-- À FAIRE --
Transforme en CSV à deux colonnes, nommées texte et réponse, les entrées qui vont de la ligne contenant « Target: white hanging rope » jusqu'à la ligne contenant « x=204 y=192 », ces deux lignes incluses. Mets une ligne par entrée et place chaque champ entre guillemets, en remplaçant les sauts de ligne par des espaces.

-- ENTRÉES --
****

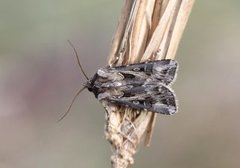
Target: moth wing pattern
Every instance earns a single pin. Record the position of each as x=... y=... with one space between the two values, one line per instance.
x=141 y=86
x=155 y=98
x=162 y=70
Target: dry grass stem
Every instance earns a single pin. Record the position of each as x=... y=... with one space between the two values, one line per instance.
x=147 y=30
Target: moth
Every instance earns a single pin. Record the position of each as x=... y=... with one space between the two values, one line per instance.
x=140 y=86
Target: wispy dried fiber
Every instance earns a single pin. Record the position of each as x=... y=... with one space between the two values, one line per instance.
x=147 y=30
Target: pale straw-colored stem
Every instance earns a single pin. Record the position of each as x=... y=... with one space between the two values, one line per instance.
x=147 y=30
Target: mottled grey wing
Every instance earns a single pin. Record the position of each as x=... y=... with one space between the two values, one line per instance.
x=162 y=70
x=155 y=98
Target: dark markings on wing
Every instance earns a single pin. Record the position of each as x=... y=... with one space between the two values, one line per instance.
x=158 y=99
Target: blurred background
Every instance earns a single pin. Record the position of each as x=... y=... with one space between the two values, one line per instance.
x=39 y=76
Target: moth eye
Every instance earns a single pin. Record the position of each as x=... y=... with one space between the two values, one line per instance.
x=135 y=102
x=136 y=69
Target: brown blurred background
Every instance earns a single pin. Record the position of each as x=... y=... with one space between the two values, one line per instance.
x=39 y=76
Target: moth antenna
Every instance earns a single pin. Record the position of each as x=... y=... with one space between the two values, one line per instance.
x=70 y=106
x=78 y=60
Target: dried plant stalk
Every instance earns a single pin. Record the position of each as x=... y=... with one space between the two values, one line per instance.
x=147 y=30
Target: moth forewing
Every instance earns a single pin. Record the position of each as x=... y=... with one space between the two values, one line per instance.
x=142 y=86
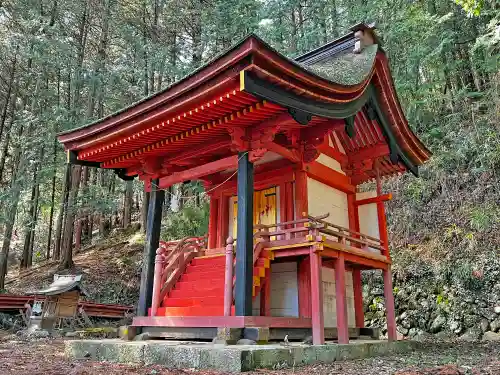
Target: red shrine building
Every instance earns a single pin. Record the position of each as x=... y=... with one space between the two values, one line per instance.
x=282 y=147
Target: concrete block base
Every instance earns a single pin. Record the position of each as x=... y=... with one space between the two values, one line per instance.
x=233 y=358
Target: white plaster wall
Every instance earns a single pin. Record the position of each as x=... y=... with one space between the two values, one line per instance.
x=325 y=199
x=329 y=298
x=284 y=291
x=368 y=218
x=330 y=162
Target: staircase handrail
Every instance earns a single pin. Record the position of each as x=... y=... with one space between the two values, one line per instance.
x=344 y=234
x=171 y=259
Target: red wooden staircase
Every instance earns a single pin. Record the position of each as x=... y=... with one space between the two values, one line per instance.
x=200 y=289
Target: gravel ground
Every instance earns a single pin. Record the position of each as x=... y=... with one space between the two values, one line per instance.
x=47 y=357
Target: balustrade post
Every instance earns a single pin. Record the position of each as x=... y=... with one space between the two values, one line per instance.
x=228 y=281
x=159 y=264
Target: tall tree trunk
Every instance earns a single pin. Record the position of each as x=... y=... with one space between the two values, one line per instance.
x=52 y=200
x=5 y=148
x=35 y=221
x=30 y=224
x=62 y=211
x=10 y=85
x=80 y=219
x=145 y=205
x=18 y=162
x=69 y=222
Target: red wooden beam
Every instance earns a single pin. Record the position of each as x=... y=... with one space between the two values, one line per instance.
x=380 y=198
x=304 y=287
x=221 y=321
x=301 y=199
x=318 y=323
x=358 y=298
x=265 y=295
x=340 y=297
x=331 y=152
x=356 y=273
x=223 y=221
x=200 y=171
x=197 y=152
x=329 y=177
x=291 y=155
x=372 y=152
x=212 y=222
x=389 y=305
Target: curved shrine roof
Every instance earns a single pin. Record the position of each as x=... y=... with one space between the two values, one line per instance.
x=248 y=84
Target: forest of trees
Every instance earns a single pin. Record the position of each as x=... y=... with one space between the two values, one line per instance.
x=65 y=63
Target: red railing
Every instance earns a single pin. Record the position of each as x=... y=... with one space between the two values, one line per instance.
x=171 y=260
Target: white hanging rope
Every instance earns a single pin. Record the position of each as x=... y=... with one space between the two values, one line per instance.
x=204 y=192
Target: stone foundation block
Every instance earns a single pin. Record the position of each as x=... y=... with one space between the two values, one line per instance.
x=115 y=351
x=229 y=335
x=258 y=334
x=127 y=333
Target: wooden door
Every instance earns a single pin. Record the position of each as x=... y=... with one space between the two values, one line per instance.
x=264 y=208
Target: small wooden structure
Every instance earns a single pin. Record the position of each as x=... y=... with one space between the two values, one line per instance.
x=57 y=302
x=282 y=147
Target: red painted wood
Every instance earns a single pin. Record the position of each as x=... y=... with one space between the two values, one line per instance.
x=292 y=252
x=228 y=277
x=381 y=198
x=290 y=202
x=197 y=172
x=389 y=305
x=224 y=220
x=329 y=177
x=265 y=176
x=221 y=321
x=318 y=323
x=358 y=298
x=265 y=295
x=382 y=223
x=304 y=287
x=367 y=153
x=158 y=102
x=283 y=202
x=291 y=155
x=342 y=324
x=216 y=260
x=356 y=273
x=331 y=152
x=195 y=291
x=212 y=222
x=301 y=201
x=193 y=301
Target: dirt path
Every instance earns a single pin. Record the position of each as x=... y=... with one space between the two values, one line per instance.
x=47 y=357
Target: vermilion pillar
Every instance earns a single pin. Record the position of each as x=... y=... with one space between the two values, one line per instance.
x=212 y=223
x=304 y=287
x=340 y=297
x=356 y=272
x=152 y=243
x=244 y=242
x=301 y=203
x=318 y=322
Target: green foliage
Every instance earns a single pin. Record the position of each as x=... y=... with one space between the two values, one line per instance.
x=482 y=218
x=190 y=221
x=472 y=7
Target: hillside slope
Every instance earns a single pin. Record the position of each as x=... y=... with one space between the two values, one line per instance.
x=111 y=270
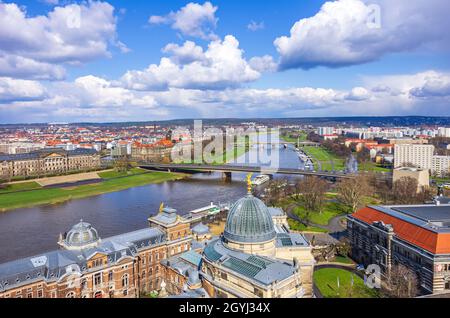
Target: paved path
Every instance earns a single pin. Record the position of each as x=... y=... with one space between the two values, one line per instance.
x=335 y=229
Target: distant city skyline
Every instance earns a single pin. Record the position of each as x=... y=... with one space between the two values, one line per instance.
x=117 y=61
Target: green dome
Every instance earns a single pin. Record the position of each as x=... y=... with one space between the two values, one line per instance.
x=249 y=221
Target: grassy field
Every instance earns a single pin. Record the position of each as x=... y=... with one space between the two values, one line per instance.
x=372 y=166
x=116 y=174
x=301 y=138
x=343 y=260
x=325 y=158
x=297 y=226
x=20 y=187
x=16 y=200
x=326 y=280
x=330 y=210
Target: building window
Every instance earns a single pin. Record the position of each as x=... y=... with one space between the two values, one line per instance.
x=125 y=280
x=70 y=295
x=97 y=279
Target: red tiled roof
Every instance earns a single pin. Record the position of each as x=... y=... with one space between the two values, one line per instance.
x=437 y=243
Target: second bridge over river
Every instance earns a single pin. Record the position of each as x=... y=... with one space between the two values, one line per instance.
x=227 y=170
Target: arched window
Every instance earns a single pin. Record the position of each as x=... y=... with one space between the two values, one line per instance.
x=125 y=280
x=70 y=295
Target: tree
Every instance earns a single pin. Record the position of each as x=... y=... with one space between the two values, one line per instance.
x=351 y=192
x=405 y=190
x=402 y=282
x=311 y=193
x=122 y=164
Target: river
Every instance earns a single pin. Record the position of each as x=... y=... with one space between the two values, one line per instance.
x=30 y=231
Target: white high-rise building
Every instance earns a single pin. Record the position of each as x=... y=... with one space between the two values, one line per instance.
x=444 y=132
x=441 y=166
x=419 y=156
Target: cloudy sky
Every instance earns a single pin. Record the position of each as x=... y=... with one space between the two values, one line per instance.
x=87 y=61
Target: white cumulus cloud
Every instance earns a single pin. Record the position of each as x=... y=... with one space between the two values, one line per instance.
x=347 y=32
x=72 y=34
x=193 y=20
x=20 y=90
x=221 y=65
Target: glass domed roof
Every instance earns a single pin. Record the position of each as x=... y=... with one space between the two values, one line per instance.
x=81 y=234
x=249 y=221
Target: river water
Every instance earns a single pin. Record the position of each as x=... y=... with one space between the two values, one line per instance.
x=31 y=231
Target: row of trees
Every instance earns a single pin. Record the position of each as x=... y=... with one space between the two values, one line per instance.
x=310 y=192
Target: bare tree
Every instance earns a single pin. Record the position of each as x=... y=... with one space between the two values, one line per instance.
x=351 y=192
x=402 y=282
x=311 y=193
x=122 y=164
x=405 y=190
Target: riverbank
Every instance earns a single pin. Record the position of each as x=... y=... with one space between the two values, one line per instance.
x=111 y=183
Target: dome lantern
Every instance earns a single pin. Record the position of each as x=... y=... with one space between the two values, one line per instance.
x=249 y=221
x=81 y=235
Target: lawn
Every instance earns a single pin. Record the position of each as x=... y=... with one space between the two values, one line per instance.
x=343 y=260
x=326 y=280
x=20 y=187
x=297 y=226
x=327 y=160
x=16 y=200
x=330 y=210
x=302 y=137
x=227 y=155
x=116 y=174
x=372 y=166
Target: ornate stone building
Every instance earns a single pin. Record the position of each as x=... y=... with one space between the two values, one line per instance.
x=416 y=236
x=48 y=162
x=256 y=256
x=87 y=266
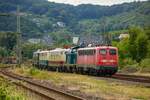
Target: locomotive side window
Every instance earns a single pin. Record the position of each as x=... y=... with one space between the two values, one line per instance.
x=103 y=51
x=112 y=52
x=87 y=52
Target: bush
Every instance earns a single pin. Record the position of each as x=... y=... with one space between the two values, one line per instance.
x=33 y=71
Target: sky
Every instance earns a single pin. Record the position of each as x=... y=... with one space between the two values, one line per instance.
x=96 y=2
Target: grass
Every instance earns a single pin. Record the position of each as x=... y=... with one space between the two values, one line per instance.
x=9 y=92
x=89 y=85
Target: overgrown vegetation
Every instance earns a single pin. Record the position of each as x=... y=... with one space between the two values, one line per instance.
x=108 y=89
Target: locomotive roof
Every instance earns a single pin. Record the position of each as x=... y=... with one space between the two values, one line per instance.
x=88 y=48
x=58 y=50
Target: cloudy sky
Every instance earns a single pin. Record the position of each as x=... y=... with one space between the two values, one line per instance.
x=97 y=2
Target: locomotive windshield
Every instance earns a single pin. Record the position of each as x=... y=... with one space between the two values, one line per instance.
x=112 y=52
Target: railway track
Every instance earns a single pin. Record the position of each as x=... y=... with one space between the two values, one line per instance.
x=47 y=92
x=133 y=78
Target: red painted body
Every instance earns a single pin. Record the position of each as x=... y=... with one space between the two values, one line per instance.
x=108 y=57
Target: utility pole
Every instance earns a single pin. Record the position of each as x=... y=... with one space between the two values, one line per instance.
x=19 y=37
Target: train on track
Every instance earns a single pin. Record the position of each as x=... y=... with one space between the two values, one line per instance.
x=8 y=60
x=99 y=60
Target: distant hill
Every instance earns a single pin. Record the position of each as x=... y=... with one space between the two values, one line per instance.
x=41 y=17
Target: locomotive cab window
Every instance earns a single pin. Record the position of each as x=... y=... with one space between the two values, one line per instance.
x=112 y=52
x=103 y=51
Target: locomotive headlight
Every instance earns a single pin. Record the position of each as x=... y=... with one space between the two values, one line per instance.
x=104 y=60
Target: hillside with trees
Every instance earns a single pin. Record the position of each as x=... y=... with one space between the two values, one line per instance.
x=40 y=17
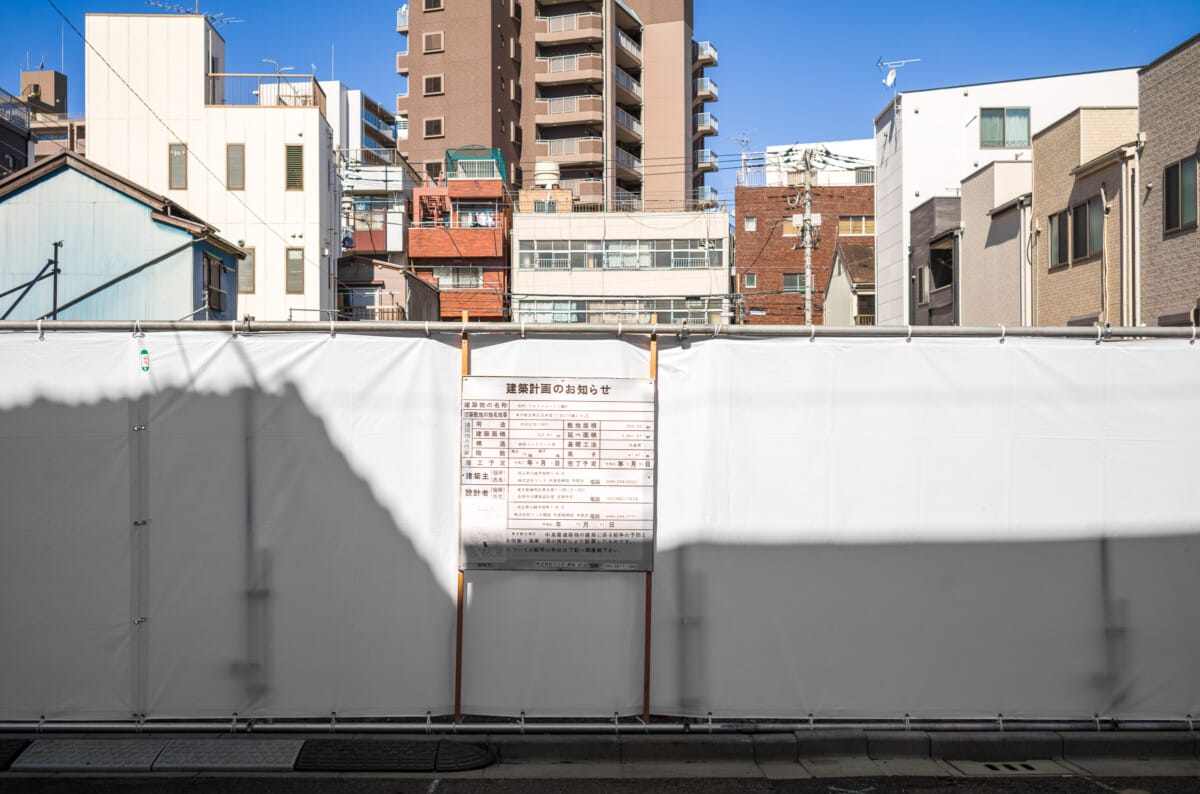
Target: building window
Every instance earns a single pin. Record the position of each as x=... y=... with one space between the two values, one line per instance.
x=177 y=166
x=433 y=42
x=1180 y=196
x=294 y=164
x=1087 y=229
x=214 y=296
x=849 y=224
x=295 y=271
x=235 y=167
x=459 y=277
x=246 y=274
x=1005 y=127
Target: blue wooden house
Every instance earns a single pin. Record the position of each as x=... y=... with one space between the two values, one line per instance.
x=123 y=253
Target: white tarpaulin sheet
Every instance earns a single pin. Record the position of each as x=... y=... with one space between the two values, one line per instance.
x=863 y=528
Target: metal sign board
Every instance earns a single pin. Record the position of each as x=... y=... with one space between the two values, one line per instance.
x=557 y=474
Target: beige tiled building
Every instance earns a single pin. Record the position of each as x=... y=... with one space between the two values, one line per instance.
x=1084 y=242
x=611 y=91
x=1170 y=244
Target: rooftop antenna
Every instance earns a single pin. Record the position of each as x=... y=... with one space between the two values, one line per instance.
x=215 y=19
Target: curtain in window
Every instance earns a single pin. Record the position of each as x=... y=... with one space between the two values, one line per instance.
x=1017 y=127
x=991 y=127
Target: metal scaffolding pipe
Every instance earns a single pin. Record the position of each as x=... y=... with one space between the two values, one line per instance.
x=684 y=330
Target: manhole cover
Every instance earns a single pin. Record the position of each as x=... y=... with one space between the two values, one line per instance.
x=1008 y=768
x=245 y=755
x=9 y=751
x=94 y=755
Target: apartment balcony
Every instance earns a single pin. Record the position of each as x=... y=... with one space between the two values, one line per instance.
x=629 y=128
x=706 y=124
x=629 y=52
x=561 y=70
x=629 y=166
x=629 y=90
x=265 y=91
x=570 y=29
x=705 y=196
x=569 y=110
x=588 y=190
x=705 y=161
x=573 y=151
x=703 y=54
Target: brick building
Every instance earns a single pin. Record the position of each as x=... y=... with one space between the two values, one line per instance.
x=1170 y=244
x=769 y=283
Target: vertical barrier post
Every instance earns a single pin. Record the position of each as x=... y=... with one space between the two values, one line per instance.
x=462 y=575
x=649 y=575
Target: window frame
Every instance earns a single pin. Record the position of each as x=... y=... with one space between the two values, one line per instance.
x=1181 y=224
x=171 y=172
x=229 y=181
x=287 y=274
x=1003 y=127
x=288 y=185
x=425 y=41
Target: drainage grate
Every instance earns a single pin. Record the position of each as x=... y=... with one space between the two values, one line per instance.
x=1008 y=768
x=9 y=751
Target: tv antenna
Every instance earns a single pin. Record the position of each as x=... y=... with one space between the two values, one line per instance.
x=889 y=80
x=215 y=19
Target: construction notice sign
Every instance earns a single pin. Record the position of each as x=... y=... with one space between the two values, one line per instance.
x=557 y=474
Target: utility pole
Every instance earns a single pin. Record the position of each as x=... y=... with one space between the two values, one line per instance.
x=807 y=236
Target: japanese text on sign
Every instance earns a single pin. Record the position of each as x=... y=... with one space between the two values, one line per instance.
x=557 y=474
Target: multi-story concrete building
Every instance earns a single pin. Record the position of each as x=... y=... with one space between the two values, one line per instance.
x=613 y=91
x=928 y=140
x=768 y=227
x=994 y=281
x=460 y=232
x=16 y=136
x=577 y=266
x=1084 y=186
x=1167 y=214
x=252 y=154
x=57 y=131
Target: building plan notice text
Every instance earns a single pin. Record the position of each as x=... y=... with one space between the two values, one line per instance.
x=557 y=474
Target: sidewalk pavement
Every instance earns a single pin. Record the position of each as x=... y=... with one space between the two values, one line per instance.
x=763 y=756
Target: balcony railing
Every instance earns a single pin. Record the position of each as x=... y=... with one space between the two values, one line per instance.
x=628 y=121
x=564 y=23
x=628 y=160
x=628 y=43
x=627 y=82
x=265 y=91
x=13 y=110
x=706 y=120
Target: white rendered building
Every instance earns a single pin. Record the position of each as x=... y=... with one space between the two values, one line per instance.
x=927 y=142
x=252 y=154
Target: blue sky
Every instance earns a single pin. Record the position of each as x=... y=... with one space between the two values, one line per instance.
x=789 y=72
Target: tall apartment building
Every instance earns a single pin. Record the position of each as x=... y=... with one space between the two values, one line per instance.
x=613 y=91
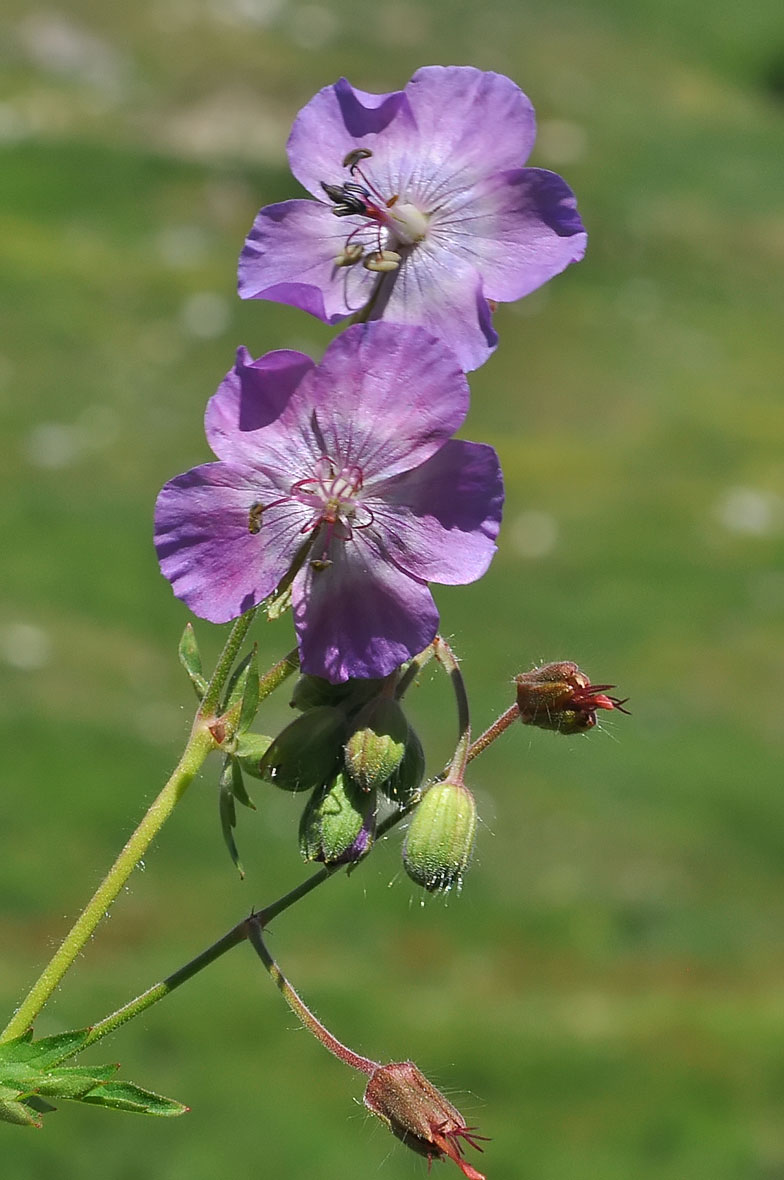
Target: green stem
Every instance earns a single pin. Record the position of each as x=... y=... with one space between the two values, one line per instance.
x=200 y=745
x=278 y=674
x=413 y=670
x=235 y=936
x=448 y=661
x=159 y=990
x=492 y=732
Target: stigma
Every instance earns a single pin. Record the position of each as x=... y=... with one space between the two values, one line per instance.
x=397 y=224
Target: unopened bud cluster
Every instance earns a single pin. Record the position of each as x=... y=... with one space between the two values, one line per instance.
x=355 y=753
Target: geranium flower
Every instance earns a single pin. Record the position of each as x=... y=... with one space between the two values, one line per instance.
x=343 y=476
x=435 y=214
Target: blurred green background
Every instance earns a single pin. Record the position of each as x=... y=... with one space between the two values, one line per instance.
x=606 y=998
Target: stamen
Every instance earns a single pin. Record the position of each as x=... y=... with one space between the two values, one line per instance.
x=350 y=254
x=383 y=261
x=352 y=159
x=254 y=517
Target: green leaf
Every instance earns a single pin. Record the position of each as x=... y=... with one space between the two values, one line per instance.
x=191 y=660
x=249 y=749
x=250 y=693
x=30 y=1069
x=73 y=1081
x=18 y=1113
x=38 y=1103
x=237 y=784
x=237 y=682
x=228 y=813
x=44 y=1054
x=129 y=1096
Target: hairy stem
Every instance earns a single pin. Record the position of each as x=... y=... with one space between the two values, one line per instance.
x=448 y=661
x=492 y=732
x=301 y=1010
x=200 y=743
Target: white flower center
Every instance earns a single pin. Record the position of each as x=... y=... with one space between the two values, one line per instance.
x=407 y=223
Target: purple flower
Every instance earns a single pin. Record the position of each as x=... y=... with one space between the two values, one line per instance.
x=347 y=469
x=422 y=208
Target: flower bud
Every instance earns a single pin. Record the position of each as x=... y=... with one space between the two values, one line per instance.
x=306 y=753
x=406 y=780
x=418 y=1114
x=561 y=697
x=338 y=824
x=250 y=748
x=376 y=748
x=439 y=839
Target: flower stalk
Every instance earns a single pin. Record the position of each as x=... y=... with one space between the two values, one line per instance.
x=198 y=746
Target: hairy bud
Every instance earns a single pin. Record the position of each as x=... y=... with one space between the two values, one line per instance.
x=307 y=752
x=376 y=748
x=338 y=824
x=561 y=697
x=439 y=839
x=402 y=786
x=418 y=1114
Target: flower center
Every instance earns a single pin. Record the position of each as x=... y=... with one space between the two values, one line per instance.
x=398 y=223
x=332 y=495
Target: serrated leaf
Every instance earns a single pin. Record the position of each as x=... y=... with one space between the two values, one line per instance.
x=191 y=660
x=249 y=749
x=44 y=1054
x=239 y=787
x=18 y=1113
x=228 y=813
x=250 y=693
x=38 y=1103
x=128 y=1096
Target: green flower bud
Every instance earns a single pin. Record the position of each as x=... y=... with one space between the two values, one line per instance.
x=376 y=748
x=338 y=824
x=439 y=839
x=406 y=780
x=306 y=753
x=249 y=749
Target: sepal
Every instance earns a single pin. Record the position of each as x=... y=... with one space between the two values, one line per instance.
x=377 y=745
x=439 y=840
x=306 y=754
x=338 y=824
x=191 y=661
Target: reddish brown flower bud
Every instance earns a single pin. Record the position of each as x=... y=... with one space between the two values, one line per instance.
x=560 y=696
x=420 y=1116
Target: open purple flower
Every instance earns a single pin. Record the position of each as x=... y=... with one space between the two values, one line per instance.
x=344 y=472
x=423 y=209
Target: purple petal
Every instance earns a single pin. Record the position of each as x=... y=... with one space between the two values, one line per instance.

****

-- RÉPONSE COMPLÈTE --
texte,réponse
"Target: white hanging rope Every instance earns a single pin. Record the position of each as x=... y=... with one space between the two values, one line per instance.","x=204 y=192"